## WORK TO DO
Starting from the line containing "Every instance of the suitcase side", write out every remaining line exactly, the last one included.
☆ ☆ ☆ ☆ ☆
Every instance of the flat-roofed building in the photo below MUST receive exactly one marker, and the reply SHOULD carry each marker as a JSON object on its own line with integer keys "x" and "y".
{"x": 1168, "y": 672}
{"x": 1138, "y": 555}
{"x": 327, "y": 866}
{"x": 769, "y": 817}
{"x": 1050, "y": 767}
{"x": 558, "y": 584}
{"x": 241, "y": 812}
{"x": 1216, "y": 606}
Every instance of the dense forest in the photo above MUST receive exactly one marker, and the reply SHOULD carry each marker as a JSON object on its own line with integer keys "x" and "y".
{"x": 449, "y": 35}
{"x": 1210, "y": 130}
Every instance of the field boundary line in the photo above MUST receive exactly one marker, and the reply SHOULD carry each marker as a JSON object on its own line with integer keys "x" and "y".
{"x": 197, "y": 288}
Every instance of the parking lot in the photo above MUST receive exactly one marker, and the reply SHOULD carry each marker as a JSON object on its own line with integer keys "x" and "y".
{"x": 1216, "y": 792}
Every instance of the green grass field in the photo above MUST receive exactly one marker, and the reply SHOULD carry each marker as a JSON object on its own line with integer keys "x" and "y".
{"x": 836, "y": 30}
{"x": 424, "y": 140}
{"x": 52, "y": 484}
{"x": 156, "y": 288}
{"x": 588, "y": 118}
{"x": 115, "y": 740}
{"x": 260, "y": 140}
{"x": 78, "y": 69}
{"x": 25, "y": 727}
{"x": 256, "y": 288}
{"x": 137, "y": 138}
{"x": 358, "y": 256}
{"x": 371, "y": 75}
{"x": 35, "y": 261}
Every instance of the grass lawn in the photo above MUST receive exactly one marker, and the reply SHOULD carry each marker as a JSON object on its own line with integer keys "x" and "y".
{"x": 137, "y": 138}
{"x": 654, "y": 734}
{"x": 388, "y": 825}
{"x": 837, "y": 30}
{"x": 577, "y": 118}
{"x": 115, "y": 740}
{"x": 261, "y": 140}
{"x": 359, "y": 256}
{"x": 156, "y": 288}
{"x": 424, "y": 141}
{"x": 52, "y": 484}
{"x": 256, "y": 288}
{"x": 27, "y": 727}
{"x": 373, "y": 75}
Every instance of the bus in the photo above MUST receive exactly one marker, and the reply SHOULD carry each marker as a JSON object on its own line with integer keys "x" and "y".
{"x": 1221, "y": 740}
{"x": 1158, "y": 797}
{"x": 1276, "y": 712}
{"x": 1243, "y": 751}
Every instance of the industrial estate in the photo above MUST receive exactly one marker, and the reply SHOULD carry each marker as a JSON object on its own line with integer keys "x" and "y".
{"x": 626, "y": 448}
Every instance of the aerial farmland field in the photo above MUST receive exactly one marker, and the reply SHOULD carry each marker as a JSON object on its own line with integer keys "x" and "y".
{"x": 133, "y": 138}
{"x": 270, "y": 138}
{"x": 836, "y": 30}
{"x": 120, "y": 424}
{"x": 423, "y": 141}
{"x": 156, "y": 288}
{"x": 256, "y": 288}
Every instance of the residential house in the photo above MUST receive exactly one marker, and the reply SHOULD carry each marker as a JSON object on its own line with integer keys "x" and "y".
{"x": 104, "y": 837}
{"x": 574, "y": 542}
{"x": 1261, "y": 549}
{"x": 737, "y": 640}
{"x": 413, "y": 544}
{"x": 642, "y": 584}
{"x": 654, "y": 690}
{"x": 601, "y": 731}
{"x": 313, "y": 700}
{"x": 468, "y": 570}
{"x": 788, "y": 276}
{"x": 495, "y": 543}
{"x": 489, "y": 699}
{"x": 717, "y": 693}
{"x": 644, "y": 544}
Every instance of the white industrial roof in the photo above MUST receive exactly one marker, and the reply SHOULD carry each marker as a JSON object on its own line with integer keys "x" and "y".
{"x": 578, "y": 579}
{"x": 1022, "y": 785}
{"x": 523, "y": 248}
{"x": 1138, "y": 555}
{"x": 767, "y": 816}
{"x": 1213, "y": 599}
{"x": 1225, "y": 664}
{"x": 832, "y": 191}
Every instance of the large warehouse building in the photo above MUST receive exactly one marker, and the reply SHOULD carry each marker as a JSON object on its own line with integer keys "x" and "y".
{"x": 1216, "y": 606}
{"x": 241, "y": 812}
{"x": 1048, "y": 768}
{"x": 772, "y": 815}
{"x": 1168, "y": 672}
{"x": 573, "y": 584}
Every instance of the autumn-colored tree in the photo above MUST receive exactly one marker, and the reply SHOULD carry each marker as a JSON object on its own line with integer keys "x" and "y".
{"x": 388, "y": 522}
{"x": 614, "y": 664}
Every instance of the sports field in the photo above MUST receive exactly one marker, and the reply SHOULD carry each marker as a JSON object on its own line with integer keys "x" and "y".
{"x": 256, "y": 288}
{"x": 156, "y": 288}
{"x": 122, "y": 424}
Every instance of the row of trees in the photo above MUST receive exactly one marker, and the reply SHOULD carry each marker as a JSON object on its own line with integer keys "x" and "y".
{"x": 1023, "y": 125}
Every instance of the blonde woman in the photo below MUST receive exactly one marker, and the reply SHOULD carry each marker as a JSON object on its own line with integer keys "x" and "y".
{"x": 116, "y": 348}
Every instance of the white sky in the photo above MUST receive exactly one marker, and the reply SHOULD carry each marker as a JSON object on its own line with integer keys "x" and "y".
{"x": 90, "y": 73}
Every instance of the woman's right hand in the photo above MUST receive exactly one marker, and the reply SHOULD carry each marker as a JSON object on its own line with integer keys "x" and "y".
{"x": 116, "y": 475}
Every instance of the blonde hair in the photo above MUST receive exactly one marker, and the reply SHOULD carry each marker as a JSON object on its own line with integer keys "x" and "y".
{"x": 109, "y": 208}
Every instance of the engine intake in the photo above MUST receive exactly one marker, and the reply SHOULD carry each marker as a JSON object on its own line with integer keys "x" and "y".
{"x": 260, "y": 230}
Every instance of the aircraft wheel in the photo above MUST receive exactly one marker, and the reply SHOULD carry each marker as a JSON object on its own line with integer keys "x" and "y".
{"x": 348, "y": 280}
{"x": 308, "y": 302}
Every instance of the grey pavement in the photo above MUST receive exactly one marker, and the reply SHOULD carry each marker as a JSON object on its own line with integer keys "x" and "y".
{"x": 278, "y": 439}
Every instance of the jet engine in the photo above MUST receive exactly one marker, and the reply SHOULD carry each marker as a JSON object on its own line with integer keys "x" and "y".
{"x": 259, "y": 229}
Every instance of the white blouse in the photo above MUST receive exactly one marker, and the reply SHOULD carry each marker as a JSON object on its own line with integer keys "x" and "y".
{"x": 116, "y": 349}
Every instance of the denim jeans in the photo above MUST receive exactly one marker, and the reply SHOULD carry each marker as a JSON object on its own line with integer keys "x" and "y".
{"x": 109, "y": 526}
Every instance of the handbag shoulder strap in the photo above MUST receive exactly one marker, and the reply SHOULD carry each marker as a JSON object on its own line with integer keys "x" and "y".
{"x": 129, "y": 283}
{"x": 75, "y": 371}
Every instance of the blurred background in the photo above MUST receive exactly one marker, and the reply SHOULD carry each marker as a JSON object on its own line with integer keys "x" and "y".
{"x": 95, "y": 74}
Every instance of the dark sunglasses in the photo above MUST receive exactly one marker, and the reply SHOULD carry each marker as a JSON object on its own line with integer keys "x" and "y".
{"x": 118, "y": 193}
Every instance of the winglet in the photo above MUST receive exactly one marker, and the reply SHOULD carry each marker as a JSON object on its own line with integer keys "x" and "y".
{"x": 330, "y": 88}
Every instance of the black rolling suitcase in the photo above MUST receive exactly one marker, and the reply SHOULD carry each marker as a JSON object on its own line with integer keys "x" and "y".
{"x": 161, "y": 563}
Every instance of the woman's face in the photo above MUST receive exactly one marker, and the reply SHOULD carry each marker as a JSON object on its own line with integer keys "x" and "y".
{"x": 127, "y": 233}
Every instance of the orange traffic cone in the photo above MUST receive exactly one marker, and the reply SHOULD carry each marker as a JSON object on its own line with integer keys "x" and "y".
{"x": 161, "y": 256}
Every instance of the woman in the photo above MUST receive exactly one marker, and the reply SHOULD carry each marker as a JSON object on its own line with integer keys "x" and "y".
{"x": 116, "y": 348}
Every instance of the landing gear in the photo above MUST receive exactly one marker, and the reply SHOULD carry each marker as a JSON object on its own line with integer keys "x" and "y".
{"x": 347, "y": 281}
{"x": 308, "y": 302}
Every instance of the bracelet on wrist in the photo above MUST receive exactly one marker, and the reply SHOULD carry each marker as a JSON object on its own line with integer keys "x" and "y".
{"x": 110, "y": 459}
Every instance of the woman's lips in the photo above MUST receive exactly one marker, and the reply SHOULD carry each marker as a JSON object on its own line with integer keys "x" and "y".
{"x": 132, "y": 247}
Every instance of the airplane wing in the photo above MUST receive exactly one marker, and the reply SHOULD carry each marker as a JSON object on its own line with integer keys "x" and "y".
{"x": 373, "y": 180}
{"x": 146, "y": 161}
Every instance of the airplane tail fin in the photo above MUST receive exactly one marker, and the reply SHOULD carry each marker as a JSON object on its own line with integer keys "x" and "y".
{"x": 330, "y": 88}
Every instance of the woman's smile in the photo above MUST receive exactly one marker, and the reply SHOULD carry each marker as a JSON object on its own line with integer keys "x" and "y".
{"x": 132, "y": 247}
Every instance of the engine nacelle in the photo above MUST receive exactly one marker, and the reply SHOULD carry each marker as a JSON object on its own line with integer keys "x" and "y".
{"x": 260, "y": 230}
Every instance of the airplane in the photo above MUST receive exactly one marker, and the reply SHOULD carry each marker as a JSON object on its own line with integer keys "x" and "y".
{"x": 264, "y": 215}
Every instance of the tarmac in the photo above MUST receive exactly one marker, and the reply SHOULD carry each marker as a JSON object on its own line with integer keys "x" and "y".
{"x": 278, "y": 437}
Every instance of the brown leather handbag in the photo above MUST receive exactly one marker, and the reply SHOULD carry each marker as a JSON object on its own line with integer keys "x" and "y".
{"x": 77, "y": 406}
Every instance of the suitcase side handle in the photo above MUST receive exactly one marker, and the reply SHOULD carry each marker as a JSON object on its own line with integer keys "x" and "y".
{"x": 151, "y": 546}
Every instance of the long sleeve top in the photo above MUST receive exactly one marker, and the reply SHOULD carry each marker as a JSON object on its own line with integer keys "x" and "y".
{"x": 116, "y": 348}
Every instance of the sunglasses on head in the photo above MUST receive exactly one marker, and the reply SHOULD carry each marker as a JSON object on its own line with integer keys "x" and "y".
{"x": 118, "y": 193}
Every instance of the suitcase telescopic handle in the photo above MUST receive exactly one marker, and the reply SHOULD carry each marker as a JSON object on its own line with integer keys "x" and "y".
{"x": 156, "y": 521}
☆ ☆ ☆ ☆ ☆
## WRITTEN SOLUTION
Every instance of the suitcase side handle in the photo above MUST receive exactly one marker, and the reply SHOULD carry each marker as a JSON object on its own line with integer keys "x" and "y".
{"x": 151, "y": 546}
Every instance of the long sleeve top in the photo above MUST receive exactly one marker, and the reply SHOULD carry each marker as a JSON object on its own line with integer keys "x" and "y".
{"x": 116, "y": 348}
Every instance of the sunglasses on head in the photo above MUST receive exactly one marker, and the reply SHOULD carry each marker as a JSON object on its own line with integer keys "x" and "y".
{"x": 118, "y": 193}
Every instance of the suitcase telescopic handle in the photo above MUST receive exactly one marker, and the reply SHOULD carry each marker as a JSON object on its own line with integer keys "x" and "y".
{"x": 156, "y": 521}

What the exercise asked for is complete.